Written instruction: Please give all the records again, from the start down to the line containing "203,90 -> 222,125", with every pixel coordinate in the answers multiplied by 1.55 and rounded to a whole number, halves rounding up. Keep the requests and their format samples unchanged, and leave out the pictures.

Extracted data:
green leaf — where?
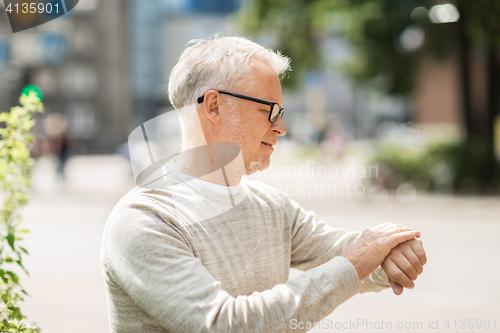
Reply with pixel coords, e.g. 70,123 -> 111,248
5,232 -> 16,251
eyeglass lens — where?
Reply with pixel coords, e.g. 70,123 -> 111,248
270,104 -> 280,123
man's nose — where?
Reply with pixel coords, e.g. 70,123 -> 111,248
273,115 -> 286,136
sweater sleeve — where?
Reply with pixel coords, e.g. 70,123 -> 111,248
102,197 -> 360,332
286,198 -> 390,292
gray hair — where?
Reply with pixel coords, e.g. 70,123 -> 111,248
168,36 -> 290,110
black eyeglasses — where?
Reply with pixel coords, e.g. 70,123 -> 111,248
198,90 -> 285,124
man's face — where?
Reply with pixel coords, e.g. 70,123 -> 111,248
219,62 -> 286,175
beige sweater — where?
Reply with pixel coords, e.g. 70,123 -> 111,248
101,170 -> 389,333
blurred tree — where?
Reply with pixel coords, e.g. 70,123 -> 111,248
239,0 -> 500,191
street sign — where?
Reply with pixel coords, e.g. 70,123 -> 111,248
21,84 -> 43,101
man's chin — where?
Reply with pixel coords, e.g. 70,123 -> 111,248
245,158 -> 270,176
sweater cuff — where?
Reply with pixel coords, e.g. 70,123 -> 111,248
324,256 -> 361,303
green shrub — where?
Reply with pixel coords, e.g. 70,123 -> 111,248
0,92 -> 43,333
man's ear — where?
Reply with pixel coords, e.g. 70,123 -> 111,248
203,90 -> 222,125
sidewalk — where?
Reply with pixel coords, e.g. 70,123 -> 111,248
16,156 -> 500,333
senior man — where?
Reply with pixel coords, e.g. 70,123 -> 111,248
101,37 -> 426,333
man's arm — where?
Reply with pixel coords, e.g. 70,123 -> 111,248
285,198 -> 425,292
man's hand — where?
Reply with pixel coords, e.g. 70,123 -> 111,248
342,223 -> 420,281
381,238 -> 427,295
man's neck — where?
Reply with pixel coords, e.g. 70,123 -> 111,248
176,142 -> 245,186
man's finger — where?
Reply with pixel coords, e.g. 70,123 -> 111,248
388,250 -> 420,281
389,279 -> 404,296
382,259 -> 415,289
410,239 -> 427,265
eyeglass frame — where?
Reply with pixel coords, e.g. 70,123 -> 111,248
197,90 -> 285,124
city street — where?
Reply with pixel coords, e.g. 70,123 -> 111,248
17,155 -> 500,333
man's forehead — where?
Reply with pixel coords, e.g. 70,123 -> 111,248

Final result:
green leaf — where?
Reply with pixel coords, e.g. 70,123 -> 111,248
8,360 -> 25,389
eyeglass lens — where?
Reply with pixel coords, e.g. 70,123 -> 111,248
419,161 -> 434,191
man's nose — where?
Reply with pixel coords, e.g. 70,123 -> 111,248
423,178 -> 443,211
sweater sleeve — where?
Reply with pixel coords, e.g. 70,123 -> 111,248
158,305 -> 558,515
443,307 -> 605,453
gray hair — where?
Reply with pixel coords, e.g. 70,123 -> 111,248
260,56 -> 450,171
black eyeglasses — where?
Reply with pixel coords, e.g. 70,123 -> 111,248
307,140 -> 442,192
man's face — where?
Reply with pixel coords, e.g. 70,123 -> 111,248
339,96 -> 443,271
beige sweater — where?
Reply with pixel coords, e.g. 70,123 -> 111,248
157,264 -> 603,516
blurred tree — where?
Reply with pixel coords, e.g. 70,123 -> 111,248
370,0 -> 775,296
street sign — where?
Reply with pixel coords, e.g. 70,123 -> 111,248
33,130 -> 67,157
man's chin — where?
Reply with pixel coords, e.g. 70,123 -> 111,248
380,245 -> 419,273
sweater cuff — where?
Reply with pixel coords, e.g. 70,123 -> 111,248
502,397 -> 560,470
green shrub — where?
Reply with pixel coords, e.g. 70,123 -> 111,248
0,143 -> 67,516
man's ear — where?
Reply with pixel coords, e.g. 70,123 -> 111,248
315,140 -> 344,194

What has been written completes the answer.